**WHAT YOU HAVE TO DO**
Find the line containing "If you could point out the side". Retype it and every line after it through the end of the entries, exactly as written, with nothing added.
========
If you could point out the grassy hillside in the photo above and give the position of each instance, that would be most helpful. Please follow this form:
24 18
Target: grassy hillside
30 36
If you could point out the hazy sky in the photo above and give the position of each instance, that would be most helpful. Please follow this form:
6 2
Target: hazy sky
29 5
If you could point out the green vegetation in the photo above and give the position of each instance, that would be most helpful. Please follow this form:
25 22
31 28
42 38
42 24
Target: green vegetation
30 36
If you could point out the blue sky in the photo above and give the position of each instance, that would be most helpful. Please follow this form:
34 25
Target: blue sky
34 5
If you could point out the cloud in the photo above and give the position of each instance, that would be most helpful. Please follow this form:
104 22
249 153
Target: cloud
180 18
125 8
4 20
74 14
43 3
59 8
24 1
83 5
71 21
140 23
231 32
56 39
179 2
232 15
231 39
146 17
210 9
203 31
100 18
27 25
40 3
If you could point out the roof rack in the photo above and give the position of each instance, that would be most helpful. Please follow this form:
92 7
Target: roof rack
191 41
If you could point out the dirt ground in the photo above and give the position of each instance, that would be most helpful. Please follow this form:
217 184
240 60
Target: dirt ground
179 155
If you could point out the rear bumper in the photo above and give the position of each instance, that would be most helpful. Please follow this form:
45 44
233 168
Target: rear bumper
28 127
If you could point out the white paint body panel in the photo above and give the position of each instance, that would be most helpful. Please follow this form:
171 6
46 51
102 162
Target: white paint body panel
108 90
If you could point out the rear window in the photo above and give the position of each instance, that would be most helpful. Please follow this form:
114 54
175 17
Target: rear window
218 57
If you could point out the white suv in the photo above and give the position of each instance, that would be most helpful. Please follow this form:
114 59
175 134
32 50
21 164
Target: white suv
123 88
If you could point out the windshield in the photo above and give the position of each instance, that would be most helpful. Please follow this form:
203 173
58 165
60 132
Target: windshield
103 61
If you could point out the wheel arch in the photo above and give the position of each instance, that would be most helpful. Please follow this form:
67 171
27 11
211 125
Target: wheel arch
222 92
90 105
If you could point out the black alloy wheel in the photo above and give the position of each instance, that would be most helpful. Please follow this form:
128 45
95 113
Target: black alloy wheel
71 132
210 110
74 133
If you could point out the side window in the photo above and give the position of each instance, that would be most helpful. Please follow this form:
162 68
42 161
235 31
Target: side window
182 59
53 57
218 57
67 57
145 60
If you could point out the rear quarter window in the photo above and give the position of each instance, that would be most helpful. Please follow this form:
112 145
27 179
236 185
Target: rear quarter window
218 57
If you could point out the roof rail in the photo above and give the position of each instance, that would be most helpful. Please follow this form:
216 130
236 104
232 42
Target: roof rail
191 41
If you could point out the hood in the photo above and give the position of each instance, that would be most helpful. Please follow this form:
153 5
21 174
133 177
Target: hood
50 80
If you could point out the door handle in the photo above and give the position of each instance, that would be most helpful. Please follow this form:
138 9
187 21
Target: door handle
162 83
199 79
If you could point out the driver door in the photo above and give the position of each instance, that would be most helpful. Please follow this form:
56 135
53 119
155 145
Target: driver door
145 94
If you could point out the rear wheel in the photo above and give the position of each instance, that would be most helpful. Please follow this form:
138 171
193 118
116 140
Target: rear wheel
========
**WRITTEN RESPONSE**
If you could point out the side window in the photo above and give the position of each instance, that would be most helpful. Please follow this form:
162 68
42 161
235 31
Target: side window
182 59
53 57
218 57
67 57
145 60
If you could point out the rear quarter window in the photo above and give the position of each instance, that would be most helpful. Please follow this form:
112 145
27 179
236 185
Target: rear quarter window
218 57
If you could point out the roof rail in the photo above and give the position of each instance, that would be most helpful. Please follow this form:
216 130
236 104
232 42
Target: roof rail
191 41
If you could point out the hood in the photo above and give the position of each instance, that would be most helpful. Please follow this form:
153 5
21 174
133 177
Target: hood
50 80
If you could point out the door handle in the photo above and give the position of each instance, that would be most helpful. Please follow this form:
138 9
187 21
Target: door handle
162 83
199 79
If you could point out the driver door in the photo above and give the position of each instance, that would be most helpful. Please follow this form:
56 135
53 119
155 145
Target: driver door
145 94
If you could point out the rear wheel in the photo above and give the position of each instance, that would be most helpful. Please follow this form:
138 171
193 118
116 140
Target: rear wheel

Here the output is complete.